Sunday, March 31, 2013

Shop Tour



  An impromptu tour of our shop with a little background because Hannah of Orange Barrel Industries asked for photos of home studios.  We are lucky here and I like sharing so I took new photos of things you may have seen before, yet still did not clean up first.  Bless this mess.
C'mon in!
     A year ago, most of my studio was in storage boxes in a suburb of New Orleans and I was in an apartment in Milan with 3 other students, printing on a Gocco press while they slept.  I knew I was moving to the Bay Area when I returned to the US but the other details were unclear.

Ben's press

A friend of a friend was also making the cross country move, with a Vandercook Universal One.  I was a printmaker with a press and they were looking for housing to share.  That September, our moving trucks met in Oakland and we signed the lease on a corner of land that included 3 buildings, notably a beautiful refinished garage with skylights.

future silkscreen and papermaking


It took us a few months to unpack and test the press and to accept that our shop would be a work-in-progress.  The shop doubles as a music practice space too and motorscycle-parts-storage.  Slowly we arrange, work, arrange.

--------------------------------------------------

*PROBLEM SET:*
A. According to the shop tour post, what press did the friend of a friend bring on the cross-country move?
B. Carry on the shop tour post beyond its last sentence.
The lines after this point are separate material and are not part of the shop tour post.

*RAW RECORDS:*
--------------------------------------------------

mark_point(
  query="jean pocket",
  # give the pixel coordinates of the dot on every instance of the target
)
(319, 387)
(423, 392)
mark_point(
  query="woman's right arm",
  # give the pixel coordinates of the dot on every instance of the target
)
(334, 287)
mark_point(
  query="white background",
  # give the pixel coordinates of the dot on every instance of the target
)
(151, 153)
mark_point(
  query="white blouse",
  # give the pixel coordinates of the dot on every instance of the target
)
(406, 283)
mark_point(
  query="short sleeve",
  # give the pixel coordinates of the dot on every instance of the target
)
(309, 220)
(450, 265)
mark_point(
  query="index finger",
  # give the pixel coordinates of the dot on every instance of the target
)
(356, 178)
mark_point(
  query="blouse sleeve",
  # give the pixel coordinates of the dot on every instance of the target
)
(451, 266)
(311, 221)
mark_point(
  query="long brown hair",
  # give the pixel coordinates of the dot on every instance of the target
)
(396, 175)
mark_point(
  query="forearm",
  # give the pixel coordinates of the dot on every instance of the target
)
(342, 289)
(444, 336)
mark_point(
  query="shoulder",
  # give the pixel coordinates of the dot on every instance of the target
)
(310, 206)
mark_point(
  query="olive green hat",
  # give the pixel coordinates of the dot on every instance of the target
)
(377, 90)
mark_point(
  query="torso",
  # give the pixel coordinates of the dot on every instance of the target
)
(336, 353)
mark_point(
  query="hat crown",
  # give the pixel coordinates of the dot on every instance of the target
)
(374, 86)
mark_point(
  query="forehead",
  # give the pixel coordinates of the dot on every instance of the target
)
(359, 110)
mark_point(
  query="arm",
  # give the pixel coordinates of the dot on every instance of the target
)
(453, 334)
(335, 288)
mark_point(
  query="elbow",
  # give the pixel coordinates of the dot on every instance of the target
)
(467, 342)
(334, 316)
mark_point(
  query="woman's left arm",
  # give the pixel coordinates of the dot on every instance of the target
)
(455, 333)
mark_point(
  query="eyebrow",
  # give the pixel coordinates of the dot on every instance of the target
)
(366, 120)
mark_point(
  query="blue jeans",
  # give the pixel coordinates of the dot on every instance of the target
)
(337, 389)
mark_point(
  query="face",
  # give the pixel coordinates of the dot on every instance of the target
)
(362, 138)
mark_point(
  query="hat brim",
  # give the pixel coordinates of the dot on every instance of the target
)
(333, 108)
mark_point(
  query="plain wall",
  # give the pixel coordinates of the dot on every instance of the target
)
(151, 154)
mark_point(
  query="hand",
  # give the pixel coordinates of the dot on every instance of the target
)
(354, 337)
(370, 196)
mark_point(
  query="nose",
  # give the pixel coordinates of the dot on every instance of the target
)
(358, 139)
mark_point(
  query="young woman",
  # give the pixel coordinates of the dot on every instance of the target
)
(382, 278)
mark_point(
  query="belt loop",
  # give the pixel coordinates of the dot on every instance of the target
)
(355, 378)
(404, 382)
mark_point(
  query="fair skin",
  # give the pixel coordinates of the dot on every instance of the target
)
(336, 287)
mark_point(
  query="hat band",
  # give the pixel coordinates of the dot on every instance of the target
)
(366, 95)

--------------------------------------------------

*OUTPUTS BY TASK:*
A. A Vandercook Universal One.

B.
at work

inking station

type cabinet and ipod docking station


Overall, we are pretty lucky.  We have a large wooden workbench for inking and spreading our assortment of unorganized furniture.  We have lots of room to grow and beautiful type to use.  On sunny days, and most days are sunny, we can open the garage door a little for a sliver of light.  Ben is in school and I work 2 or 3 jobs so we print about one day a week on average.  This summer I suspect there will be some more thoughtful organizing.  I have papermaking supplies and some silkscreen materials too.  I have been focusing on making monthly postcards and occasional custom jobs, so we arrange things as needs arise.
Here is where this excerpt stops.